══ TEXTE EXTRAIT ══

Ce personnage récurrent des textes bibliques et néotestamentaires est considéré généralement comme l’opposant direct de Christ. On considère qu’il viendra progressivement détourner l’homme de Dieu au point de remplacer Christ dans l’inconscient collectif. Bien entendu, il ne le fera pas de manière brutale, au risque d’être rejeté, mais subrepticement de façon à ne pas être découvert jusqu’à ce qu’il ne soit plus en mesure d’être éliminé.
Certains l’ont imaginé comme un être humain investi par le Mal d’un pouvoir de corruption des hommes ; d’autres l’ont considéré comme la somme de plusieurs entités, potentiellement multiples elles aussi. C’est de cette dernière hypothèse qu’est venu le nombre 666 représentant le Mal absolu. En effet 6 est le chiffre de l’imperfection — par opposition au 7 qui représente la finitude accomplie —, et l’Antéchrist serait la combinaison de trois formes maléfiques qui combineraient leurs efforts pour vaincre l’idée de Dieu dans l’humanité.

═══
══ ENTRÉES FOURNIES ══

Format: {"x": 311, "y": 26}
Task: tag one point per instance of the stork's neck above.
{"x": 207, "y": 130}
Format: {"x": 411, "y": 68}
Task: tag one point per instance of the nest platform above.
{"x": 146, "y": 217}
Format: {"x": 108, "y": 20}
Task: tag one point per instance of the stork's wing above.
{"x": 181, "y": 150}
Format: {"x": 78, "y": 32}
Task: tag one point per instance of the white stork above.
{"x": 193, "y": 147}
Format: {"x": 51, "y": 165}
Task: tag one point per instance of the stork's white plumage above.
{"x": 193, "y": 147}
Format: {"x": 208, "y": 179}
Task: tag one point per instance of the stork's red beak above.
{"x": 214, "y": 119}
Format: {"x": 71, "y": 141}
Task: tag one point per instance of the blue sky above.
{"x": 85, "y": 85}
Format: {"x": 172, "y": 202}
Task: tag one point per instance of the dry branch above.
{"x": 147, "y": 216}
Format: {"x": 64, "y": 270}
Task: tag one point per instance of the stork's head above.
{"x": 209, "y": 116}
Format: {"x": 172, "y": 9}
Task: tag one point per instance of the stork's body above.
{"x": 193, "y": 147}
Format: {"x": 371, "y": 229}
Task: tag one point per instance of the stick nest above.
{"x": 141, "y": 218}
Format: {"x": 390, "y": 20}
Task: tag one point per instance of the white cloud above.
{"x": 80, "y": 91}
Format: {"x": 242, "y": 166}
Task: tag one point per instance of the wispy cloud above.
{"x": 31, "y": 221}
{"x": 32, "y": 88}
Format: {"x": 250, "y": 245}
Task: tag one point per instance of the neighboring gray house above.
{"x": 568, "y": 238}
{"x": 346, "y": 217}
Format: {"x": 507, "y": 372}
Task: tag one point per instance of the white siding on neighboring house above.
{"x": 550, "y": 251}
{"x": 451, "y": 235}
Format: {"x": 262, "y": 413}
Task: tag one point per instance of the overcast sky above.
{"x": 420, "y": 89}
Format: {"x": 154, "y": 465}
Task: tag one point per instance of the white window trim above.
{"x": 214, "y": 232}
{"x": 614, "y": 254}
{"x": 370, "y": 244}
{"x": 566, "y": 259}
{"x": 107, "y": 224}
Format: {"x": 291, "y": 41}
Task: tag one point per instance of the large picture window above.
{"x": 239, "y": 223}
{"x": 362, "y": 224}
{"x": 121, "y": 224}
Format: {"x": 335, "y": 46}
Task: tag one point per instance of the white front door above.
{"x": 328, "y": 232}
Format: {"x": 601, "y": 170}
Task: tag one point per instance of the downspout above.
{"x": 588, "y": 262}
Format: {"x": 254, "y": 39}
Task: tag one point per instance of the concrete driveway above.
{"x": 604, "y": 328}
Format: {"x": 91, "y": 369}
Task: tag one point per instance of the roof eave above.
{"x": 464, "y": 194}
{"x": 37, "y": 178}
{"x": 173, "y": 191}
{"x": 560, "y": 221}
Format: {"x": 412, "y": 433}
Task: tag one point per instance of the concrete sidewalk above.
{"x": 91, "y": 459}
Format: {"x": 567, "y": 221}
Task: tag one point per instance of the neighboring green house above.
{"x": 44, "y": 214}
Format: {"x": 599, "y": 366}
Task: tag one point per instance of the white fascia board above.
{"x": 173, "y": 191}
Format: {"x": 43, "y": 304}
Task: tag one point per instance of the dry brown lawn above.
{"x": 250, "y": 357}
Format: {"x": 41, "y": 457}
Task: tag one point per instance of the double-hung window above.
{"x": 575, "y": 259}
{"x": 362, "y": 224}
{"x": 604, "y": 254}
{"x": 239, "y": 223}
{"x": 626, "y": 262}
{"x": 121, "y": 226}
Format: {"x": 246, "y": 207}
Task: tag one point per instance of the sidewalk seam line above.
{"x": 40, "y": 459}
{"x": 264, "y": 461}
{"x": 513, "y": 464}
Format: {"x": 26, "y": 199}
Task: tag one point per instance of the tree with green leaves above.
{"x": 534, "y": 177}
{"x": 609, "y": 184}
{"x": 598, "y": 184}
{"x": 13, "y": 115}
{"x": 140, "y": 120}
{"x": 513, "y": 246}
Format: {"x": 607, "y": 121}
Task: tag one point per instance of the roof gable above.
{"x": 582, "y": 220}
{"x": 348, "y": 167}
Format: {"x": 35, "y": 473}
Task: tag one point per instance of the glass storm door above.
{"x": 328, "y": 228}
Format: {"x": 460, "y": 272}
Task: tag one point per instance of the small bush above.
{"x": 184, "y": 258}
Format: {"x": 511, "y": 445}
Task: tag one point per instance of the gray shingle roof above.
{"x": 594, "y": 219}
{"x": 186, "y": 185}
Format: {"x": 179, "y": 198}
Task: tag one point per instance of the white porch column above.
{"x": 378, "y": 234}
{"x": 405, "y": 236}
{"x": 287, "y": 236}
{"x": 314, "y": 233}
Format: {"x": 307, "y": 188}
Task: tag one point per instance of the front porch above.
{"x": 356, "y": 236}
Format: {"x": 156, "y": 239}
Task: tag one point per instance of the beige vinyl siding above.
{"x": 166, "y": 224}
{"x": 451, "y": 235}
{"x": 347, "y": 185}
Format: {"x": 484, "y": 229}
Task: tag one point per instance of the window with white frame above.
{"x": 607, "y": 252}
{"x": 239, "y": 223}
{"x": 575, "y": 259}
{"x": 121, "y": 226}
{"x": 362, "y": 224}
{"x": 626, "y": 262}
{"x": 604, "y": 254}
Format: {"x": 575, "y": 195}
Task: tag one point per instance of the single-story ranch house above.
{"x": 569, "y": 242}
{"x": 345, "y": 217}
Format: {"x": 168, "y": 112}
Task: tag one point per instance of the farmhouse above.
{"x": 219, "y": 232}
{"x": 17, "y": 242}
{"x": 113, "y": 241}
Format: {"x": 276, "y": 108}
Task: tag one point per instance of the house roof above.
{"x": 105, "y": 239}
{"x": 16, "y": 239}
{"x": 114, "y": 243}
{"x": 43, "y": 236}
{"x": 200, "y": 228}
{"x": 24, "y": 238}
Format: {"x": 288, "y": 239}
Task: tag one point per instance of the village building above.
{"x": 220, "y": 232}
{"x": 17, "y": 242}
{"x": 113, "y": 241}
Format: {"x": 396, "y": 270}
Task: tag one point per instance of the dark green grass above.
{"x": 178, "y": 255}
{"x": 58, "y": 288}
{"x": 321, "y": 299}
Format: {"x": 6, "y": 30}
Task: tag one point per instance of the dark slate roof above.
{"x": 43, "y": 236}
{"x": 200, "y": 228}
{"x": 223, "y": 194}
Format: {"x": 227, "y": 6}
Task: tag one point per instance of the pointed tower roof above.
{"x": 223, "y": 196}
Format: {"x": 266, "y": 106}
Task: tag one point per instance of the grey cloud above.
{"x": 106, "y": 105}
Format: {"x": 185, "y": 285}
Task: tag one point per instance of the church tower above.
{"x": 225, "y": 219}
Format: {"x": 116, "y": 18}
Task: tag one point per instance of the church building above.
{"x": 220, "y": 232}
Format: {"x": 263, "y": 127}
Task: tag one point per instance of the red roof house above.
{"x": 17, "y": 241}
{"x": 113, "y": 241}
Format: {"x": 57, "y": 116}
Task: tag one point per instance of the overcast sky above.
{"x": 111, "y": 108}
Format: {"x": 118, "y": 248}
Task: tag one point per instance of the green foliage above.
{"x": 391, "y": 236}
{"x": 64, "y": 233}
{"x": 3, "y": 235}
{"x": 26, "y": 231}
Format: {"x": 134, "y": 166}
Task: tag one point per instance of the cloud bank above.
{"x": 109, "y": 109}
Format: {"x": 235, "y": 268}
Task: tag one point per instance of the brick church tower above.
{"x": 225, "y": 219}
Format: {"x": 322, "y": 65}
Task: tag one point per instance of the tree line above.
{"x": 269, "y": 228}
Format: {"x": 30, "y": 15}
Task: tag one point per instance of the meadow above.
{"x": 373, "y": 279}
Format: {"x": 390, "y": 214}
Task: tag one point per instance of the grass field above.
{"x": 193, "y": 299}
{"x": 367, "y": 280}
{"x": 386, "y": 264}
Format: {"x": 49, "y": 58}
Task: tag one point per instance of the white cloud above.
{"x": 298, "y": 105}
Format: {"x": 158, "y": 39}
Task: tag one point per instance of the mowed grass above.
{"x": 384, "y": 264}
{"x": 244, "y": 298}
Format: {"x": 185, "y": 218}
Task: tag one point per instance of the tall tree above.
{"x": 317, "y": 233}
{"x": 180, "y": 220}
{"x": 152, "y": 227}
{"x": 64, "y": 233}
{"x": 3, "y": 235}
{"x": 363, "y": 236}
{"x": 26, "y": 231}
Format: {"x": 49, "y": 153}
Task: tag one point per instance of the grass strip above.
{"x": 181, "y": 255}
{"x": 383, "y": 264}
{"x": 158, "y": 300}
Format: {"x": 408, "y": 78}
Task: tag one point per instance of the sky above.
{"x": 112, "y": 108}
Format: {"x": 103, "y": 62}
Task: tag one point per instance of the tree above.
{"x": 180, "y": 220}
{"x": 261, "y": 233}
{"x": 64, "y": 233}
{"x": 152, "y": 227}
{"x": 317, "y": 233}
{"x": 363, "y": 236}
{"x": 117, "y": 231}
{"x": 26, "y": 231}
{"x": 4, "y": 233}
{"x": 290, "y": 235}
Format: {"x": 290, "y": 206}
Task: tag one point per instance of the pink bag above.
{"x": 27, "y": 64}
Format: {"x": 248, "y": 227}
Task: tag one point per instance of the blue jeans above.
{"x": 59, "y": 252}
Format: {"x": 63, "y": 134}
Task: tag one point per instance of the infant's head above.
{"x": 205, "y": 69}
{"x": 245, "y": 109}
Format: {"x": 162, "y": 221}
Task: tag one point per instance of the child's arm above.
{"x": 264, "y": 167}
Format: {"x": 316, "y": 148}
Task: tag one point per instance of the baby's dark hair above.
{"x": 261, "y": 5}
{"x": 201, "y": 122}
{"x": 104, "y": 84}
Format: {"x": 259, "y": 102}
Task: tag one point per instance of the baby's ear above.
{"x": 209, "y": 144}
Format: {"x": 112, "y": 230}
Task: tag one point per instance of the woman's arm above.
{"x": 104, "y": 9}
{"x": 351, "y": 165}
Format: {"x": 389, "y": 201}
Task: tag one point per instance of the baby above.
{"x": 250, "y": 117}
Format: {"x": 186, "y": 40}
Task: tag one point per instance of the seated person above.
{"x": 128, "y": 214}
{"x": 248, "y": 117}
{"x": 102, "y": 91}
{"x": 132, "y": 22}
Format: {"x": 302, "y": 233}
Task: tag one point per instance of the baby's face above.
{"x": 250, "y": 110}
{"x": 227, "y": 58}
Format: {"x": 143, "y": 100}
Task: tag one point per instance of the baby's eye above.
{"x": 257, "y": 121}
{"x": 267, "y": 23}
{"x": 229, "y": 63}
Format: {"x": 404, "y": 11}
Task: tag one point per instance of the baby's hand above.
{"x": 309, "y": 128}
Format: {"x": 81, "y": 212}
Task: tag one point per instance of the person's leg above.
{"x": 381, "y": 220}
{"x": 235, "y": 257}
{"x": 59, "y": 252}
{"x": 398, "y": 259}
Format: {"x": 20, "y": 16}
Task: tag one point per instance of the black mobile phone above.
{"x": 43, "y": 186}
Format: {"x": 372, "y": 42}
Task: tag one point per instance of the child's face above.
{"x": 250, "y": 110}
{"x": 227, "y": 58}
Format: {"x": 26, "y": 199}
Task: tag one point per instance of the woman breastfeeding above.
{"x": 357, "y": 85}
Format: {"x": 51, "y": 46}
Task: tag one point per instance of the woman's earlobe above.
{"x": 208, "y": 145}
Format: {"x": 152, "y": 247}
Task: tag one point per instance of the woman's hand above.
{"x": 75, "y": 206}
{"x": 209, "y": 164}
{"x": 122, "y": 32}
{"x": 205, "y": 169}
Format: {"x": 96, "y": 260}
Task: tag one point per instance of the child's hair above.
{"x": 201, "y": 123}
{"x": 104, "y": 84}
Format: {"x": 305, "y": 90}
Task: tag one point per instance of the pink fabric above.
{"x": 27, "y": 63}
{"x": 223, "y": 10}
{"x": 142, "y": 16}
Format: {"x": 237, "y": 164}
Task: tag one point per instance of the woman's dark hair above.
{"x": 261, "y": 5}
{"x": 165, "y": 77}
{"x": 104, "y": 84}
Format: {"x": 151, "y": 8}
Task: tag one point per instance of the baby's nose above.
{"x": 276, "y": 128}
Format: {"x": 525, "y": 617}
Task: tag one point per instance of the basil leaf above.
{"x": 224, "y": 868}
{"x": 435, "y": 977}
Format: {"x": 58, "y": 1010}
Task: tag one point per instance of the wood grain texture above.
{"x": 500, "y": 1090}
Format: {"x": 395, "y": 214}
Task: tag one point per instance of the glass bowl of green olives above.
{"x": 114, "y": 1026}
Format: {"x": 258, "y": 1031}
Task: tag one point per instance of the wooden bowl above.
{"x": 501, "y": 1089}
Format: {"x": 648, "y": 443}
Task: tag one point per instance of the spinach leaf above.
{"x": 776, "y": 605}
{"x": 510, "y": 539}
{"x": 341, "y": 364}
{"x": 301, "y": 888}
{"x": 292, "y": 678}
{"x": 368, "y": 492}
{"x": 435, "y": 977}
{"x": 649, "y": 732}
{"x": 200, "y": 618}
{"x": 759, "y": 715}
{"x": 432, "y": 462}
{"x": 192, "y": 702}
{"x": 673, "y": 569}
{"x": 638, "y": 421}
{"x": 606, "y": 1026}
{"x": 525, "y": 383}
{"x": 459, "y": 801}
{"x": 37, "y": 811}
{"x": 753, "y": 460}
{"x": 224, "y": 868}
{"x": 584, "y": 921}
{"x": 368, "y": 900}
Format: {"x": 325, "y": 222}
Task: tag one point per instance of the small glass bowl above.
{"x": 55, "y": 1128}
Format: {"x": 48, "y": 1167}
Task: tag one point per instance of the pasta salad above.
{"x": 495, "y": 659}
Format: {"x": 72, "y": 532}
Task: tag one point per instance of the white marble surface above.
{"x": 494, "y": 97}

═══

**EXERCICE ÉCRIT 1:**
Répondez brièvement à ces questions sur le texte consacré à l'Antéchrist :
(a) De quelle manière, et non de quelle autre, l'opposant de Christ doit-il détourner l'homme de Dieu ?
(b) Que représente le chiffre 6 ?
(c) De combien de formes maléfiques l'Antéchrist serait-il la combinaison ?
**EXERCICE ÉCRIT 2:**
Prolongez le texte consacré à l'Antéchrist à partir de sa dernière phrase.

**RÉPONSE ÉCRITE 1:**
(a) Subrepticement, de façon à ne pas être découvert, et non de manière brutale.
(b) L'imperfection.
(c) De trois formes maléfiques.

**RÉPONSE ÉCRITE 2:**
Aujourd’hui, comment pouvons-nous concevoir la possibilité de l’Antéchrist et, par conséquent, en cas de réponse positive, sous quelle forme pouvons-nous l’imaginer ?

Mammon

L’étymologie du nom est encore inconnue, mais selon les langues retenues elle tourne autour des concepts de richesse et de possession. Mammon est donc la manifestation chez l’homme du désir de possession de biens, excédentaires à ses besoins réels, dans le but d’acquérir du pouvoir sur les autres hommes en raison de sa capacité à leur nuire en les privant de ce dont ils ont besoin pour une vie confortable.

Comment définir l’origine de Mammon ?

La volonté de prendre le pouvoir sur l’autre est quasi originelle de toutes les espèces vivantes, végétales et animales. Mais en général cette volonté relevait de l’instinct de survie : une plante s’assure une meilleure alimentation en nutriments et en lumière en éliminant d’autres plantes susceptibles de restreindre son accès à ces éléments essentiels. Avec l’homme les choses vont changer.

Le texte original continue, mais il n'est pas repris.